▸ TASK DETAILS:
Beginning at the line that contains "Target: double glass door", return every remaining line of the data below exactly; return nothing before it.

▸ Stored data entries:
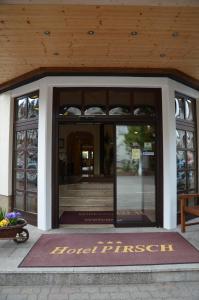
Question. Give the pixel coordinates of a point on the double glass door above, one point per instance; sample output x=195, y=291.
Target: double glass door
x=135, y=190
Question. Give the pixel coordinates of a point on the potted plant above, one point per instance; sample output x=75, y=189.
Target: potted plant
x=11, y=227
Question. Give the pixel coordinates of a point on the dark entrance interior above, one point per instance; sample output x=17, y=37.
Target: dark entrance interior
x=108, y=147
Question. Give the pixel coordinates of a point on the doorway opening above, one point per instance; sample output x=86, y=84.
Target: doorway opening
x=86, y=177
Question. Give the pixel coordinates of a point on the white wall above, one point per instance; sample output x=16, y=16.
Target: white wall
x=45, y=135
x=6, y=140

▸ TASK RESULT:
Target: double glass door
x=135, y=190
Question. Give the pixel coordinates of a point on the potted plant above, one point per instance; sample output x=75, y=189.
Target: potted plant
x=11, y=227
Question. Give the pixel coordinates of a point on the dark entrance interior above, one point per instance; sample output x=17, y=37.
Target: dark entrance interior
x=108, y=147
Question. Give the pixel coordinates of a point on the doorway opening above, one point per instance; sample output x=86, y=84.
Target: doorway opening
x=86, y=177
Question. Give the pixel coordinates of a point on the white wall above, one point per instance; sample output x=16, y=16.
Target: white wall
x=45, y=135
x=6, y=140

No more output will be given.